=== Aim of the exercise ===
A word-for-word copy of the listing is what's needed; leave out every image.

=== Data under study ===
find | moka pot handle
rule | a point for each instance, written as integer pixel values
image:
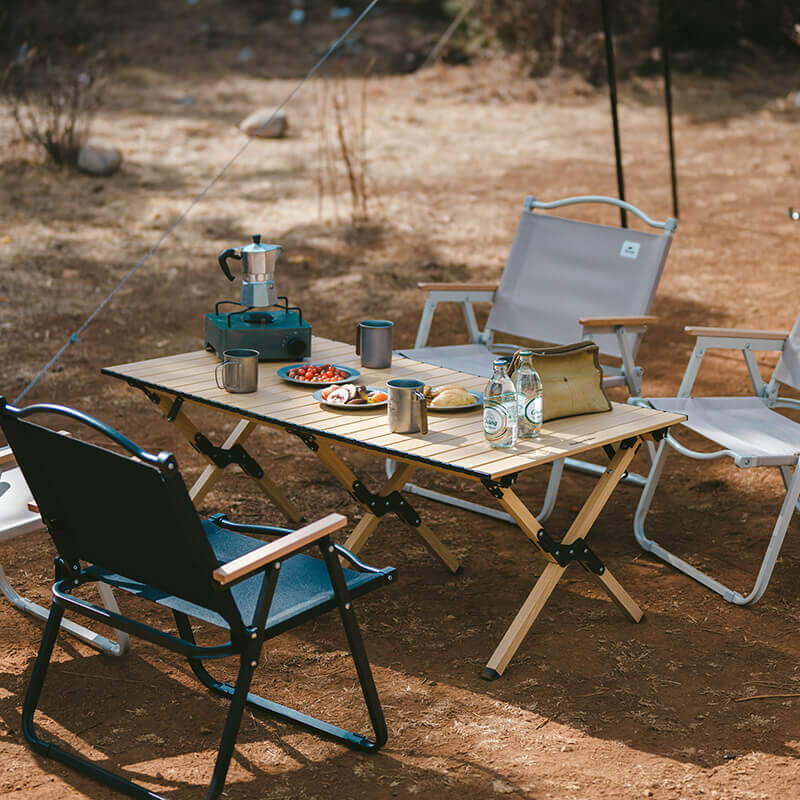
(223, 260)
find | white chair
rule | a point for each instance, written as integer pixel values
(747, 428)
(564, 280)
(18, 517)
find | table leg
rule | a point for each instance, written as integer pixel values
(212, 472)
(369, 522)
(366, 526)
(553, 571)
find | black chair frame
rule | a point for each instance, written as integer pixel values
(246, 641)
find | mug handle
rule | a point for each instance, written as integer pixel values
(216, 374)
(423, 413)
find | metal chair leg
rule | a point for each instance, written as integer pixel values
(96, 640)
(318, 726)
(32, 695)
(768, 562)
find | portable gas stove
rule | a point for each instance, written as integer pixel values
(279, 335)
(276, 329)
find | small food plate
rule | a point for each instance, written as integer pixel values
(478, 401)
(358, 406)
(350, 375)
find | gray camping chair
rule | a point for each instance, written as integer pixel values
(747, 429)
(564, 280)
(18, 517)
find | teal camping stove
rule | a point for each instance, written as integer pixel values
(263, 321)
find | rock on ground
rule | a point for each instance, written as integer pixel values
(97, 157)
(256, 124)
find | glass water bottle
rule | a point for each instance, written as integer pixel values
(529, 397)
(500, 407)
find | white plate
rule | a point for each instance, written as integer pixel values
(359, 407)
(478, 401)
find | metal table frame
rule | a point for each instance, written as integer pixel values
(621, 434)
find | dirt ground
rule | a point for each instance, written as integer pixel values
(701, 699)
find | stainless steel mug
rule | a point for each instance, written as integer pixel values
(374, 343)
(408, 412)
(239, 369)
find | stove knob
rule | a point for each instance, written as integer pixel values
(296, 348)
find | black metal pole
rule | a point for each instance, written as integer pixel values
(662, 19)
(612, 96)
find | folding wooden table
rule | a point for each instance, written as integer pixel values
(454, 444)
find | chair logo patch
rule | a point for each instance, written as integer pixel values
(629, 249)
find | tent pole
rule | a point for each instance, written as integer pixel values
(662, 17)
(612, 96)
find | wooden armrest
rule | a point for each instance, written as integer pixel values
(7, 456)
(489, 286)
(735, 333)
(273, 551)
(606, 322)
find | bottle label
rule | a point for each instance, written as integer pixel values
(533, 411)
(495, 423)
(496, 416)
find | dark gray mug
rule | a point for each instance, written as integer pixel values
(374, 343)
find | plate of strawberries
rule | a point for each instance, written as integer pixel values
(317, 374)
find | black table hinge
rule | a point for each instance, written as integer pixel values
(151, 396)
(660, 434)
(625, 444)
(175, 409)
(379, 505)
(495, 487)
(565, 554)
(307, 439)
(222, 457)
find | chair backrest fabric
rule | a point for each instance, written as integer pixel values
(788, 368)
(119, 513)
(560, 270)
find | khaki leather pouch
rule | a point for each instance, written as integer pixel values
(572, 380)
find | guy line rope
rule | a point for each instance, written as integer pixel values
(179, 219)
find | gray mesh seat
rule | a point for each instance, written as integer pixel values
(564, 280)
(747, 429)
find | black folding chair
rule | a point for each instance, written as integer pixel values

=== Output below ===
find | moka pot handle
rule | a point for each instance, written as integer pixel values
image:
(223, 260)
find | white chair
rule | a point for each instance, written as integer pixel values
(747, 428)
(564, 280)
(18, 517)
find | table leg
rule | a point for each instance, written as integer pixel values
(212, 472)
(369, 522)
(366, 526)
(553, 571)
find | black chair frame
rule | a point for each instance, written as integer pixel values
(246, 641)
find | mug handle
rule | a point for each instance, written as integer pixel values
(216, 374)
(423, 413)
find | metal chair leg
rule | a point for each instance, written as integer pixel values
(96, 640)
(318, 726)
(32, 695)
(768, 562)
find | portable gas stove
rule | a point for each instance, written as integer pixel values
(279, 335)
(276, 329)
find | small food plate
rule | a point for each instance, written as integer pixel values
(478, 401)
(358, 406)
(350, 375)
find | gray camping chair
rule | a point for each instance, written as integer pixel values
(747, 429)
(564, 280)
(18, 517)
find | teal camping stove
rule | a point for each instance, written as integer pixel values
(263, 321)
find | rock on ground
rule | a point for each instance, written as integer pixel values
(97, 157)
(256, 124)
find | glass water bottle
rule | a point for each instance, written as integer pixel values
(529, 397)
(500, 407)
find | white plate
rule | a point for each instance, written as integer pixel values
(359, 407)
(478, 401)
find | metal table frame
rule | a point for each instance, written as integer pixel values
(621, 434)
find | dirt ground
rule | a point for each instance, written as integer pixel values
(701, 699)
find | stainless steel mug
rule | a point for each instance, written as integer pixel values
(374, 343)
(408, 412)
(239, 369)
find | stove knob
rule | a point for each instance, written as integer pixel values
(296, 348)
find | black metal pole
rule | a point for each instance, written as integer pixel values
(662, 19)
(612, 96)
find | folding wooden table
rule | a point for each instance, written as integer pixel values
(454, 444)
find | chair logo patch
rule | a point for each instance, written as integer pixel values
(629, 249)
find | tent pole
rule | a point for each instance, written as integer pixel values
(662, 17)
(612, 96)
find | wooden armrest
rule | a point for each instance, written as integer pixel values
(7, 456)
(489, 286)
(735, 333)
(273, 551)
(606, 322)
find | bottle label
rule | a point for each instance, written as integer pixel values
(533, 411)
(495, 423)
(496, 416)
find | dark gray mug
rule | a point for each instance, written as integer pixel values
(374, 343)
find | plate of strawberries
rule | a point for each instance, written as integer pixel values
(317, 374)
find | black table hinge
rule | a point for each instance, written as integer pixel values
(151, 396)
(660, 434)
(625, 444)
(175, 409)
(379, 505)
(495, 487)
(565, 554)
(307, 439)
(222, 457)
find | chair backrest fabric
rule | a point for each instance, written as integer pixel values
(788, 368)
(119, 513)
(560, 270)
find | khaki leather pouch
rule | a point for each instance, written as integer pixel values
(572, 380)
find | guy line rope
rule | a point for each instance, written as integer pixel values
(179, 219)
find | gray mesh seat
rule | a point for each instance, written as integer pixel values
(564, 280)
(747, 429)
find | black folding chair
rule | a point for each instance, written as integer pixel values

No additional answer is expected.